Required work>
1. In the excerpt on ADP stock, what revenue growth do analysts expect for this fiscal year?
2. Continue the excerpt on ADP stock, starting after its last sentence.

Excerpt provided>
Yet while there may be substance to all this fear and uncertainty, it's possible that investors have overreacted, creating an interesting buying opportunity with this blue chip dividend stock.

Atop a wooden table sit a black notebook, a calculator, a black felt pen, and a stack of notes. On the top, the word dividends is written in black ink.

Image source: Getty Images.

From concern to overreaction

It's not out of line for ADP investors to worry about sluggish growth and/or the impact of mass AI adoption on this company's fiscal performance going forward. Well over 60% of ADP's revenue still comes from its bread-and-butter payroll processing business, so nationwide employee numbers do directly affect how well this segment performs.

These same risks could arguably affect ADP's cloud-based human resources management and professional employer organization services business as well. However, these market fears are in stark contrast to forecasts.

Last July, when ADP first released guidance for the fiscal year ending June 30, 2025, its forecast of 5% to 6% revenue growth fell slightly short of expectations. However, management recently upped its full-year forecast and now anticipates sales growth to come in near the top end of its initial forecast.

Analysts have, in turn, upped their own forecasts, anticipating revenue growth of 6.02% this fiscal year. As for earnings growth, management believes adjusted EPS will rise 8% to 10% this year, in large part due to rising margins with its non-payroll business lines. Sell-side forecasts call for earnings growth of around 9.5%, in line with management's outlook.

Data provided>
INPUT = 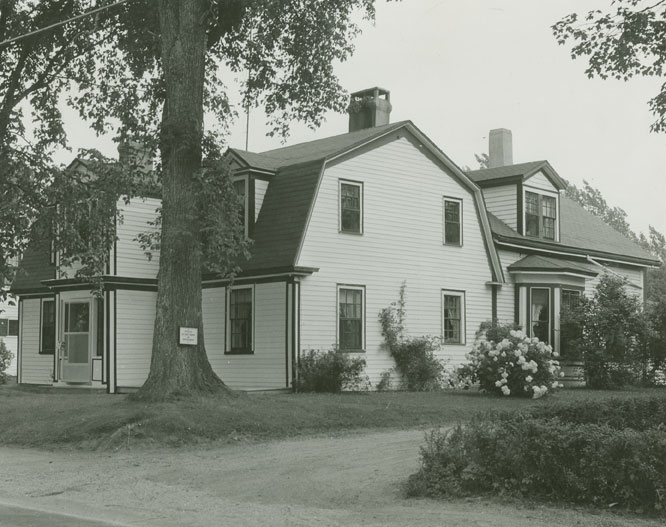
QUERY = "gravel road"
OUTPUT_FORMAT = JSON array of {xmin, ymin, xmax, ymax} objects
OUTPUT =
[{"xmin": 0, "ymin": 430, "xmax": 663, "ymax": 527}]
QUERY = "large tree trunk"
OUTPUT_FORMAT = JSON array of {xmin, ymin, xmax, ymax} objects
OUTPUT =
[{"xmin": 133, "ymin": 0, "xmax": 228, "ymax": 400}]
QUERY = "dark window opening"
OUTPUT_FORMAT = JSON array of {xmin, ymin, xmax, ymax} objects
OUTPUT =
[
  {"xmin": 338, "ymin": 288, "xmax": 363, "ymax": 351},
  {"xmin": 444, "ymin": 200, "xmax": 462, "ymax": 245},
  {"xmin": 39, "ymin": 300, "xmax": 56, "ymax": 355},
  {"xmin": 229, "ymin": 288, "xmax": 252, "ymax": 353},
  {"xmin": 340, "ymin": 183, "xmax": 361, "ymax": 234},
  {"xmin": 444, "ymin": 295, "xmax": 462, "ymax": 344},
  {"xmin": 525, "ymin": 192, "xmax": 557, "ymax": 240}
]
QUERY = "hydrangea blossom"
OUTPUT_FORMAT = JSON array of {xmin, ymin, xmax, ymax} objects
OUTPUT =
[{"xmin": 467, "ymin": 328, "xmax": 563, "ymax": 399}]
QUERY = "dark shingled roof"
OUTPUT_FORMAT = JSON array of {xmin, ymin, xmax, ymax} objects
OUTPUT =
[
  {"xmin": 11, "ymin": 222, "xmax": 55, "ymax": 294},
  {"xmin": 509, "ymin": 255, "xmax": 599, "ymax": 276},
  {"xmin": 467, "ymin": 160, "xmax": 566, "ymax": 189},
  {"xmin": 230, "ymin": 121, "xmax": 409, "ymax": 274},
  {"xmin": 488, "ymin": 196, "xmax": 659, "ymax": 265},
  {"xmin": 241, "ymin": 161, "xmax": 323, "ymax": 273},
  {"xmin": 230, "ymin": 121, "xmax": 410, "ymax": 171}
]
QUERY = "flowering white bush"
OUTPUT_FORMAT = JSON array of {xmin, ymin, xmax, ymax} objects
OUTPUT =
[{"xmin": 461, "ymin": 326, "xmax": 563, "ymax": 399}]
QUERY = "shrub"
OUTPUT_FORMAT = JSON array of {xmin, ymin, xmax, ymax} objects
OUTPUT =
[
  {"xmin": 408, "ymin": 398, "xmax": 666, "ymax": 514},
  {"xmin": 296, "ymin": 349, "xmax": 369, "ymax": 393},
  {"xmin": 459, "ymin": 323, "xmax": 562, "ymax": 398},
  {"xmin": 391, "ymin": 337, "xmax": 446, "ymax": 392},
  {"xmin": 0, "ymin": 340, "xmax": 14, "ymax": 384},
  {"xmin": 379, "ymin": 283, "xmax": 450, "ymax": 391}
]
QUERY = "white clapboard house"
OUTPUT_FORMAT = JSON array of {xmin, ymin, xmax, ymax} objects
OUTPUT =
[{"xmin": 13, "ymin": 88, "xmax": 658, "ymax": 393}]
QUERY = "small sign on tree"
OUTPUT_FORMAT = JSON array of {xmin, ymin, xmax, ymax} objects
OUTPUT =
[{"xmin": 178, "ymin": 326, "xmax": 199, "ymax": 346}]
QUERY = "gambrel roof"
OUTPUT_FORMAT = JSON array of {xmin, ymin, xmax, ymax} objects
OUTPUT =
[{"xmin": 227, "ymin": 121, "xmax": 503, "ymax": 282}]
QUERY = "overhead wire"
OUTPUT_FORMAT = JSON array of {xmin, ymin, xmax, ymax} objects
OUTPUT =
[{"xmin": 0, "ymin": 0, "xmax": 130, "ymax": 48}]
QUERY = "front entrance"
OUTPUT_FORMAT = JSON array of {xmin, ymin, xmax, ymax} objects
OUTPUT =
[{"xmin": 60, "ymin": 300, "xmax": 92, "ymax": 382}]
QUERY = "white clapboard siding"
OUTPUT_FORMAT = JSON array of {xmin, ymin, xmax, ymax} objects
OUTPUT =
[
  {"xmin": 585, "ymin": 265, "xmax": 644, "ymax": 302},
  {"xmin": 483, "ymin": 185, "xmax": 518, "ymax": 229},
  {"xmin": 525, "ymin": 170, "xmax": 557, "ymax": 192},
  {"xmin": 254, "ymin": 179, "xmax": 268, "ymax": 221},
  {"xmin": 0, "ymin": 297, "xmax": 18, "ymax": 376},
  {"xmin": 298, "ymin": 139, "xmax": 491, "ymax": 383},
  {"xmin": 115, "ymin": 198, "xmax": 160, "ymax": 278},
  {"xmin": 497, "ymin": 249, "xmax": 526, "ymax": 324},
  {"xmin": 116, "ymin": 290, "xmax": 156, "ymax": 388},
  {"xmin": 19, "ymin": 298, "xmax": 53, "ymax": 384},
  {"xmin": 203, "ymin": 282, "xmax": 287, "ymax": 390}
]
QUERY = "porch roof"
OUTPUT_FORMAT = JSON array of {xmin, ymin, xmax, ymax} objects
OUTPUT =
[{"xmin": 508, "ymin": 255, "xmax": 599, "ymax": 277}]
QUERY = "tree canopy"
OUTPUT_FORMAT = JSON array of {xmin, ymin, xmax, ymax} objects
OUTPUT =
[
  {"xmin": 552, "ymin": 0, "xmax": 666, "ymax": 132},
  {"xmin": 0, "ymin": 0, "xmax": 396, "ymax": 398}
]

Answers by task>
1. 6.02%

2.
The long-term silver lining with ADP

Looking ahead to the next fiscal year, analyst forecasts call for growth in line with this year's projections. For the fiscal year ending June 30, 2027, analysts anticipate 5.7% sales growth and 9% earnings growth. Alongside factors like improved margins in ADP's non-payroll business, the company's $6 billion share repurchase plan stands to provide a further earnings growth boost.

The prospect of steady growth bodes well for ADP investors in two ways. First, consistent growth suggests ADP will stay one of the Dividend Kings, which are dividend stocks that have at least 50 consecutive years of dividend growth; ADP has increased its dividend 51 years in a row. The latest dividend increase, 10.3%, was last November.

Over the past decade, ADP's dividend growth has averaged around 12.2%. Currently, the stock has a forward dividend yield of 3.3%. Alongside this steady return, shares could experience even greater price appreciation once these worries subside.

Following the pullback, ADP trades for less than 20 times estimated FY2026 earnings. Historically, the stock has traded for around 25 times forward earnings. Add it up, and it's easy to see how long-term investors could profit from ADP's short-term volatility.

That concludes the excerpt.